**** Data in this exercise
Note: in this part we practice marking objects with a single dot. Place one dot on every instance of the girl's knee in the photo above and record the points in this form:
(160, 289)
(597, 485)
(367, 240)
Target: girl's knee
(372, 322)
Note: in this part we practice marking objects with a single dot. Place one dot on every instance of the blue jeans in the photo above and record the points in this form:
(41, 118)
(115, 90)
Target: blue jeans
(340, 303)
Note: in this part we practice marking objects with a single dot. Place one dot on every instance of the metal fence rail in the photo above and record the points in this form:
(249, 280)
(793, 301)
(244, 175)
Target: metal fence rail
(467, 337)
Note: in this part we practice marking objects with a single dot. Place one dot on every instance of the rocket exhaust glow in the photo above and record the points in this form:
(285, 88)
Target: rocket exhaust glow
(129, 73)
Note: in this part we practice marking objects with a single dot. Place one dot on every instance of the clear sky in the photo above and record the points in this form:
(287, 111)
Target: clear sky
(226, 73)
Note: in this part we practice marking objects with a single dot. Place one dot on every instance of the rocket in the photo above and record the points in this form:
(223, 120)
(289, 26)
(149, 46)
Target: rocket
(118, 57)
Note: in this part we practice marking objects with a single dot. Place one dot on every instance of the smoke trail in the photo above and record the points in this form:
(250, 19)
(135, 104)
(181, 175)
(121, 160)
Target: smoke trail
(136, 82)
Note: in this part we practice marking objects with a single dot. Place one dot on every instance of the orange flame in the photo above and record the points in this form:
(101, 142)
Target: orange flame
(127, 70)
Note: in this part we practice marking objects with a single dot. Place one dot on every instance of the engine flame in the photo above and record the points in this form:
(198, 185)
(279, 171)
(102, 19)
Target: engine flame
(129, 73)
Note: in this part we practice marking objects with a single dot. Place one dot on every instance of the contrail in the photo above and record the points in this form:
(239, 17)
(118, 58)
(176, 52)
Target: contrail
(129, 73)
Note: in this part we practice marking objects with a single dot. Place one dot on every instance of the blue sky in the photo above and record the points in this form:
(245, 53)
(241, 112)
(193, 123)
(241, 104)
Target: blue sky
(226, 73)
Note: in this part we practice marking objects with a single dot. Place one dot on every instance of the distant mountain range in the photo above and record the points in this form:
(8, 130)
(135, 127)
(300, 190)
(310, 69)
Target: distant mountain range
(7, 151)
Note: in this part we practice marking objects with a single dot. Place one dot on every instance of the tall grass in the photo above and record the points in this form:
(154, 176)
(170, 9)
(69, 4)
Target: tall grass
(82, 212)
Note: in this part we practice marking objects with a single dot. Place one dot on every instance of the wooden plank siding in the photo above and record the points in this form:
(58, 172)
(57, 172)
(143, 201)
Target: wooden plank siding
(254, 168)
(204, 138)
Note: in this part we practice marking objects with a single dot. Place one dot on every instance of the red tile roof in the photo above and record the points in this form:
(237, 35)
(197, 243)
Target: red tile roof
********
### Task objective
Please make an exact copy of the entries, down to the last character.

### Answer to the problem
Note: in this part we practice marking objects with a single dot. Place one dot on every instance of the girl's knee in the photo above and record the points in this form:
(160, 289)
(597, 485)
(367, 240)
Target: girl's knee
(372, 322)
Note: in this part we practice marking objects with a single dot. Place one dot on every instance of the blue jeans in the photo above and record the points in this form:
(41, 118)
(115, 90)
Target: blue jeans
(340, 303)
Note: in this part we practice marking objects with a single dot. Place one dot on every instance of the metal fence rail in the photo above and record the points in this form:
(249, 280)
(793, 301)
(244, 175)
Target: metal fence rail
(467, 337)
Note: in this part we practice marking objects with a single dot. Place one dot on every instance of the rocket exhaust glow in the photo above and record the points in this form:
(285, 88)
Target: rocket exhaust glow
(129, 73)
Note: in this part we practice marking objects with a single dot. Place one dot on every instance of the clear sky in the photo above and record the points in this form:
(287, 111)
Target: clear sky
(226, 73)
Note: in this part we practice marking objects with a single dot. Place one dot on every instance of the rocket in the photo above and record the points in this form:
(223, 120)
(289, 26)
(149, 46)
Target: rocket
(118, 57)
Note: in this part we practice marking objects with a single dot. Place one dot on every instance of the smoke trail in the photo above and record the points in this form:
(250, 19)
(135, 104)
(181, 175)
(121, 160)
Target: smoke trail
(136, 82)
Note: in this part we practice marking objects with a single dot. Place one dot on every instance of the orange flame in the photo above and record the points in this form:
(101, 142)
Target: orange flame
(127, 70)
Note: in this part we practice marking objects with a single dot. Place one dot on every instance of the engine flame in the photo above and record the points in this form:
(198, 185)
(279, 171)
(102, 19)
Target: engine flame
(129, 73)
Note: in this part we practice marking objects with a single dot. Place one dot on every instance of the contrail in the photo above and record the points in this form:
(239, 17)
(118, 58)
(176, 52)
Target: contrail
(129, 73)
Note: in this part we practice marking objects with a single dot. Place one dot on every instance of the blue sky in the photo above and record the points in this form:
(245, 53)
(241, 112)
(193, 123)
(241, 104)
Target: blue sky
(226, 73)
Note: in this part we practice marking objects with a single dot. Place one dot on every instance of the distant mountain range in the photo above and record the points in this form:
(8, 130)
(135, 127)
(300, 190)
(310, 69)
Target: distant mountain range
(7, 151)
Note: in this part we practice marking objects with a single dot. Place one dot on every instance of the tall grass in the photo above and record the points in this form:
(154, 176)
(170, 9)
(69, 4)
Target: tall grass
(82, 212)
Note: in this part we practice marking objects with a single dot. Place one dot on every instance of the wooden plank siding in the photo above and record the points in this form:
(58, 172)
(57, 172)
(143, 201)
Target: wooden plank siding
(254, 168)
(204, 138)
Note: in this part we practice marking objects with a single dot. Place one dot on every instance of the red tile roof in the photo above and record the points in this form:
(237, 35)
(197, 243)
Target: red tile roof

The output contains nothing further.